▶ Отрывок со страницы
== == ==
Москва - [4]
Суммируем. Вычищая русское, коренное, А. Н. Афанасьев насаждает мат, надо полагать, некоренной для населения. Не знает русский человек слова «х. й», никогда им не пользуется, ему его ученый подбрасывает и выдает за народную культуру. Карикатурность ситуации так наглядна, что ее даже неловко комментировать. Да и сказки вне опасности. Наверняка депутаты, вооружившись словами, почерпнутыми у А. Н. Афанасьева, диалектично рассудили в кулуарах: «Совсем о. уел Федоткин, но п. здато пиарится».
История эта, однако, поучительна.
Источником антинародного разврата впервые выступил не продукт западного разложения, не какая-то «Гавриилиада», салонная и дворянская, вдохновленная чужим и чуждым Парни, - ей доставалось раньше, - а самое что ни на есть народное, пренародное: сказки А. Н. Афанасьева. А из этого следует, что ни что, решительно ни что не застраховано от плодотворного удивления депутатов. О сколько им открытий чудных готовит просвещенья дух, например, визит в любой крупный музей, где есть залы греческой архаики: ряды вздыбленных фаллосов, а на них ведь дети смотрят.
С комической безошибочностью выбрав труд А. Н. Афанасьева, то есть нечто заведомо невозможное для обвинений в антинародности, Федоткин перевернул ситуацию, обессмыслил термин. Как истинный художник-концептуалист, он спародировал всю деятельность коллег по депутатскому корпусу, которые добрый десяток лет ведут борьбу за нравственность. Сладострастно облизываясь, они насаждают свою слободскую мораль: делать можно все что угодно, говорить нельзя. Жопа есть, а слова нет; оно антинародно. Но, уже перевернув ситуацию, надо было идти до конца - раз слова нет, значит, жопы нет тоже; она антинародна, - и в протокольном поручении комитетам по образованию и культуре потребовать запретить не только сказки, в которых упоминается х. й, но и сам х. й как физическую субстанцию, ведь с его помощью «не воспитаешь ни чувство патриотизма, ни чувство порядочности». Кому он нах нужен?
***
У меня поменялся телефон, первые три цифры, остальное по-старому. Я выяснил это спустя две недели и совершенно случайно, набрав со своего домашнего чей-то мобильный, и там, на дисплее, высветился новый номер.
== == ==
▶ Исходные данные

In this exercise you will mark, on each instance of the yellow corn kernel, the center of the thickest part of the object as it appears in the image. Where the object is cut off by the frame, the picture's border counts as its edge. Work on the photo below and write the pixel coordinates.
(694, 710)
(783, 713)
== == ==
▶ Задания
- a) Выпишите из отрывка всех людей, которых там называют по фамилии.
- b) Какие цифры поменялись в телефонном номере, судя по последнему абзацу отрывка?

▶ Ответы к заданиям
- a) А. Н. Афанасьев, Федоткин, Парни

- b) Первые три цифры, а остальные остались прежними.